■ **SELECTED PASSAGE**:
Eighties Fantasy Classics: Six of Swords and Exiles of the Rynth by Carole Nelson Douglas

Saturday, March 23rd, 2019 | Posted by Tony Den

Six of Swords Corgi-small Exiles of the Rynth-small

Corgi editions of Six of Swords (1985) and Exiles of the Rynth (1986); art by Steve Crisp

I started reading fantasy as a teenager during the second half of the 1980s. A friend recommended Anne McCafferey’s Pern books, readily available at the public library. Another friend whom I had recently started playing D&D with was very much taken with David Eddings’ Belgeriad and advised me to give them a bash. I have since grown out of Eddings, but at the time I thought The Belgariad was the best thing since sliced bread.

I began to mince about the fantasy and science fiction shelves in local bookshops. The main chain store bookseller of the day predominantly stocked British publishers; mainly Corgi, Grafton and Orbit. Corgi was the most accessible, being moderately cheaper than Grafton. They also had a habit of including advertisements in back pages. One came up consistently; Six of Swords by Carole Nelson Douglas. It looked interesting , and I picked it up in a clearance sale and read it sometime in the mid 1990s. I eventually discovered the sequel, Exiles of the Rynth, and a follow on series, the Sword and Circlet trilogy. I thought I would concentrate on the first two here, and post about the others in due course.

Records from a pointing dataset:

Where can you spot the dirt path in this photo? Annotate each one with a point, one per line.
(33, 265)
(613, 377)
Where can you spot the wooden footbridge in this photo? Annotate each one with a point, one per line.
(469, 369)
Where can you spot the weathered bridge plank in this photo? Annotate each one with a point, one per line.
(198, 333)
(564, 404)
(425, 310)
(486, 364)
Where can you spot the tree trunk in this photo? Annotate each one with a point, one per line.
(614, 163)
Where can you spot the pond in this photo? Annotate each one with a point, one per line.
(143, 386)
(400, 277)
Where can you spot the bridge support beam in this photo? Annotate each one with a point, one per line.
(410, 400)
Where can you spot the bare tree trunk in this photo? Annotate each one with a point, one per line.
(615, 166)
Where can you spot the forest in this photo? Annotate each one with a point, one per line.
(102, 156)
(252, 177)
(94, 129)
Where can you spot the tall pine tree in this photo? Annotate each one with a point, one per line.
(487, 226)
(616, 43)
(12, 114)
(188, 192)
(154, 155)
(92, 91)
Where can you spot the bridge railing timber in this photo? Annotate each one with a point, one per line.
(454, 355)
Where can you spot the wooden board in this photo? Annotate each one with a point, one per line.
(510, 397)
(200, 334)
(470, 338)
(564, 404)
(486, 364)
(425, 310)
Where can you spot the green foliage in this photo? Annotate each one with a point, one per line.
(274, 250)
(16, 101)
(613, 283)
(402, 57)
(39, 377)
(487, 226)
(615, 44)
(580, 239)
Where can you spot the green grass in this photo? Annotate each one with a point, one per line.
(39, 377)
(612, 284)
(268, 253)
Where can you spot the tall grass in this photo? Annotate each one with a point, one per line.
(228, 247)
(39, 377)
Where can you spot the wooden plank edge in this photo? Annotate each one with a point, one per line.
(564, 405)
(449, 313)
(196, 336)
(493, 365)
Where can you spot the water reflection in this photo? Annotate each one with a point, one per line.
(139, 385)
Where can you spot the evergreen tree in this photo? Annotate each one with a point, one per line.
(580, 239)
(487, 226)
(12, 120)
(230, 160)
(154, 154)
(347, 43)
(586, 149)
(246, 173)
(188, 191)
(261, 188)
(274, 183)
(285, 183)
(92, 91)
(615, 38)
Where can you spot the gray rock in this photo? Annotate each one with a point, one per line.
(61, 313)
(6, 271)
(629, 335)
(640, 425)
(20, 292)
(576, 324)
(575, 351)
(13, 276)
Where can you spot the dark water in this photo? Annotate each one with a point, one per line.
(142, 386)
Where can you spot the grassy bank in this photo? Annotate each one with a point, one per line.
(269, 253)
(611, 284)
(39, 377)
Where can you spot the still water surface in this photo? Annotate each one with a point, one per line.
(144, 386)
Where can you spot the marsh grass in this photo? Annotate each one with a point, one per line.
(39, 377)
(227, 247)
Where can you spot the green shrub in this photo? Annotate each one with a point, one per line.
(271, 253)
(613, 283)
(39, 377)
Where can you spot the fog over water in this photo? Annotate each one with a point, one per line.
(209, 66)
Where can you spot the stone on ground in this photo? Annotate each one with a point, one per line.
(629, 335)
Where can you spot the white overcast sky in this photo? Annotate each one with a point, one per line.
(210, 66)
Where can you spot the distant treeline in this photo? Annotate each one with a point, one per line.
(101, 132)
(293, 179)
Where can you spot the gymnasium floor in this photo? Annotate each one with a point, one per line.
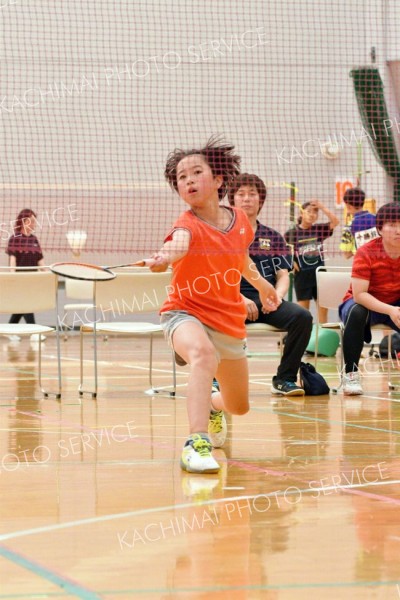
(94, 504)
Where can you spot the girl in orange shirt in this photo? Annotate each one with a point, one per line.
(204, 315)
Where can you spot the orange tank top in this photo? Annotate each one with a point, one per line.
(206, 281)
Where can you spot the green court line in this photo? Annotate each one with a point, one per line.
(64, 583)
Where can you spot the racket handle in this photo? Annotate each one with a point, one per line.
(146, 262)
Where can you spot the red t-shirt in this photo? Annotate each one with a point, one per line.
(372, 264)
(206, 281)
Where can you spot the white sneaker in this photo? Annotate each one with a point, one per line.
(352, 384)
(35, 337)
(14, 338)
(196, 456)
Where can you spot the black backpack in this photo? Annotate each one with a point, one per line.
(312, 381)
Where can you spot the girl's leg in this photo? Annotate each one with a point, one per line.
(192, 343)
(233, 379)
(322, 314)
(304, 303)
(353, 336)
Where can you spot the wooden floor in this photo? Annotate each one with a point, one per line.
(94, 504)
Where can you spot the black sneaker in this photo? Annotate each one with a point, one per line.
(286, 388)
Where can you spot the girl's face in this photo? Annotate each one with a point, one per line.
(196, 182)
(309, 216)
(390, 233)
(248, 199)
(28, 225)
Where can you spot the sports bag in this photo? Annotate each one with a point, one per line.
(312, 381)
(384, 346)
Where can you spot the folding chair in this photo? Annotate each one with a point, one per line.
(76, 289)
(22, 292)
(332, 285)
(131, 293)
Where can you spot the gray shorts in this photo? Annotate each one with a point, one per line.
(226, 346)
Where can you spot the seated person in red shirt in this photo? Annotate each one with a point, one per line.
(273, 259)
(374, 294)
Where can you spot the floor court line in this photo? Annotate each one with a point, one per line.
(64, 583)
(330, 421)
(189, 505)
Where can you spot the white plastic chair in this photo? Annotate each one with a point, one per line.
(332, 284)
(24, 292)
(131, 293)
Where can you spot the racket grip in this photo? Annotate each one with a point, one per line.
(146, 262)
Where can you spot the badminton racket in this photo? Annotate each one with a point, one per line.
(88, 272)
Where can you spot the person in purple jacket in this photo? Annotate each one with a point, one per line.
(24, 250)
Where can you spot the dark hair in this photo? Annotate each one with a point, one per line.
(355, 197)
(247, 179)
(218, 155)
(388, 213)
(24, 215)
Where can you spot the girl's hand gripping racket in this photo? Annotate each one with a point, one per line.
(88, 272)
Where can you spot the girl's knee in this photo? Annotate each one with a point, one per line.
(203, 354)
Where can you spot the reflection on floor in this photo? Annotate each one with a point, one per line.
(94, 505)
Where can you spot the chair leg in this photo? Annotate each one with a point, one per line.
(392, 386)
(337, 389)
(47, 393)
(80, 389)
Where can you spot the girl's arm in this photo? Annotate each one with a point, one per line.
(171, 251)
(268, 296)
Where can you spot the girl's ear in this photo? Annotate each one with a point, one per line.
(219, 180)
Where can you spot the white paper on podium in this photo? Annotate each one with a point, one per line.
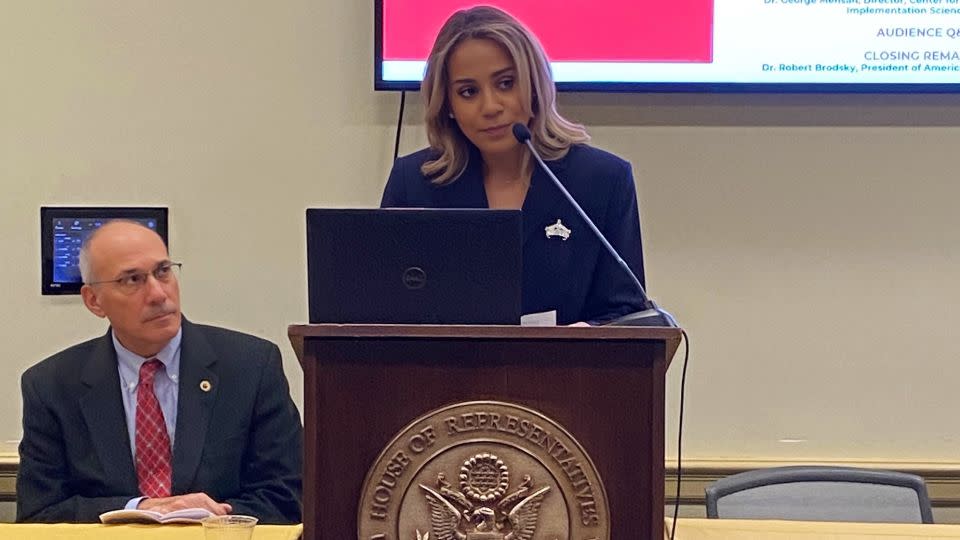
(544, 318)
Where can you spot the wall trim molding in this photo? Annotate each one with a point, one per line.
(942, 478)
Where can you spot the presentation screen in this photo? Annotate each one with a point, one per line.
(63, 230)
(705, 45)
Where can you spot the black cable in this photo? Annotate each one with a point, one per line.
(396, 144)
(683, 384)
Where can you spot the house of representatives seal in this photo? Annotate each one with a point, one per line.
(483, 470)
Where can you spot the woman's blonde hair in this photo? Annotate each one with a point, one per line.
(552, 135)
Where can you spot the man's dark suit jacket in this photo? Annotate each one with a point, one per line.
(240, 442)
(576, 277)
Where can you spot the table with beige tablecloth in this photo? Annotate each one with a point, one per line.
(70, 531)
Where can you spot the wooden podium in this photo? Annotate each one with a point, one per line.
(363, 384)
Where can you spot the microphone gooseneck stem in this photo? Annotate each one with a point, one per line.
(589, 222)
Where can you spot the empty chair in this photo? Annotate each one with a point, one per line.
(808, 493)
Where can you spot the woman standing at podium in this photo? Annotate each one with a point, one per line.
(486, 72)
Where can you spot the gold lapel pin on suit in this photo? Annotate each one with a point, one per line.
(557, 230)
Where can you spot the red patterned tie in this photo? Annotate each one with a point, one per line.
(153, 442)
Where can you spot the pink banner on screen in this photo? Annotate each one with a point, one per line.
(571, 30)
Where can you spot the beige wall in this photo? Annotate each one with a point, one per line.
(808, 244)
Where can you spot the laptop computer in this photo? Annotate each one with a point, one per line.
(414, 266)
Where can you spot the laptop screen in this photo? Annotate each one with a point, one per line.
(414, 266)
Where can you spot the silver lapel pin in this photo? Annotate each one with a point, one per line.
(557, 229)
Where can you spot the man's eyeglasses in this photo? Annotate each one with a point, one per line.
(132, 282)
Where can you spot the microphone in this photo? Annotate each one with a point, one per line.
(650, 315)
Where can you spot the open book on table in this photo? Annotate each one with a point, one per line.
(186, 515)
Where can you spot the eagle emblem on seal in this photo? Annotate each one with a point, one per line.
(482, 509)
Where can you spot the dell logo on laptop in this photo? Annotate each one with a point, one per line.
(414, 278)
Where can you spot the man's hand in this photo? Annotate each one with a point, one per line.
(179, 502)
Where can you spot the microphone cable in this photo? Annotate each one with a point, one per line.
(683, 385)
(396, 144)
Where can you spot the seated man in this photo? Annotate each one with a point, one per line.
(159, 413)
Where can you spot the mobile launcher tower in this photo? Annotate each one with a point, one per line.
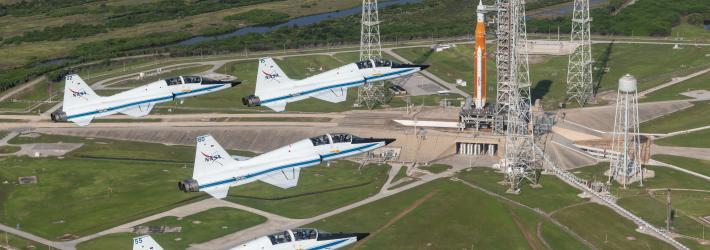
(477, 113)
(625, 166)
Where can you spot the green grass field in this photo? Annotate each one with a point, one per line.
(196, 228)
(32, 95)
(83, 196)
(554, 194)
(454, 216)
(320, 189)
(606, 229)
(665, 178)
(16, 242)
(701, 82)
(400, 174)
(7, 149)
(697, 139)
(436, 168)
(695, 165)
(100, 185)
(653, 209)
(651, 206)
(688, 31)
(693, 117)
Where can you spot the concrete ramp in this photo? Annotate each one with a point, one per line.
(562, 152)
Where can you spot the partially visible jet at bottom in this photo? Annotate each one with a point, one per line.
(145, 242)
(302, 238)
(296, 239)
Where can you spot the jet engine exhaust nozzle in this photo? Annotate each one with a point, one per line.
(251, 101)
(59, 116)
(189, 185)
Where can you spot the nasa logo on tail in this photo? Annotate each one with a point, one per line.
(212, 158)
(79, 93)
(270, 76)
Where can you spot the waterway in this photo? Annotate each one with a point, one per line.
(300, 21)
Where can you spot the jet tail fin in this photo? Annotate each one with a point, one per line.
(145, 242)
(269, 77)
(210, 157)
(77, 92)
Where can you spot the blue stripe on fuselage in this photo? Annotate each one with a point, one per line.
(340, 85)
(141, 102)
(292, 165)
(334, 243)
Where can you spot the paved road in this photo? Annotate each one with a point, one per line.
(674, 81)
(180, 212)
(235, 239)
(663, 164)
(57, 245)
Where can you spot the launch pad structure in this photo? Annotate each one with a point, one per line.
(371, 93)
(511, 114)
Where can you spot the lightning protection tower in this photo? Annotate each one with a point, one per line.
(625, 166)
(513, 114)
(370, 94)
(580, 86)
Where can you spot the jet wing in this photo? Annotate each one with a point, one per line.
(240, 158)
(83, 121)
(139, 111)
(334, 95)
(218, 192)
(285, 178)
(277, 106)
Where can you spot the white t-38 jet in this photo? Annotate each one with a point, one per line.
(296, 239)
(302, 238)
(81, 104)
(215, 170)
(274, 89)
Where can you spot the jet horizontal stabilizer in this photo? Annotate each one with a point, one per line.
(334, 95)
(285, 178)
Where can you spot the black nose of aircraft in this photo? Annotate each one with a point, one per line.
(361, 236)
(388, 141)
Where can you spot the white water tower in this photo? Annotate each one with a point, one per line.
(625, 159)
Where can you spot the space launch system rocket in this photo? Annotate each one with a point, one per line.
(479, 74)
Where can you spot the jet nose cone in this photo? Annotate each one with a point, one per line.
(361, 236)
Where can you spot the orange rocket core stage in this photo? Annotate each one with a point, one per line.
(479, 73)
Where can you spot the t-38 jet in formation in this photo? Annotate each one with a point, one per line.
(274, 89)
(302, 238)
(215, 170)
(81, 104)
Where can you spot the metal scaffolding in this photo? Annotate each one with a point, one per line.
(625, 164)
(371, 93)
(580, 86)
(513, 102)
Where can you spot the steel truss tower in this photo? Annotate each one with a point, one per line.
(625, 164)
(370, 94)
(513, 114)
(580, 86)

■ **PARTS OF THE EXERCISE**:
(1) Find every line in the listing that contains the word "white" and copy each of those lines.
(2) Continue the post about Six of Swords and Exiles of the Rynth from the point where it stops.

■ **RESPONSE LIST**:
(1)
Where can you spot the white overcast sky in this photo? Annotate each one with a point, one per line.
Where can you spot the white sneaker in this photo? Annotate each one with a point, one per line.
Where can you spot the white plastic chair in this photo? Annotate each one with a point, one per line.
Where can you spot the white paper on podium in this photo? Annotate each one with a point, one per line.
Where can you spot the white t-38 jet in this photo? Annotate each one with a point, one per line.
Where can you spot the white water tower in this photo? Annotate each one with a point, one per line.

(2)
I will not go too much into the development of 1980s fantasy. Matthew David Surridge explored how the decade in many ways was a proving ground for the Big Fat Fantasy that followed in his review of Lyndon Hardy’s Master of the Five Magics series, and touched on the topic several times in his book Once Only Imagined: Collected Reviews, Vol II. What I can say is that my fantasy baptism mostly occurred in the 80s, notwithstanding my dabbling with Jane Gaskell. As such I was unencumbered with other expectations. I only got around to Robert E Howard and JRR Tolkien right at the end of the decade.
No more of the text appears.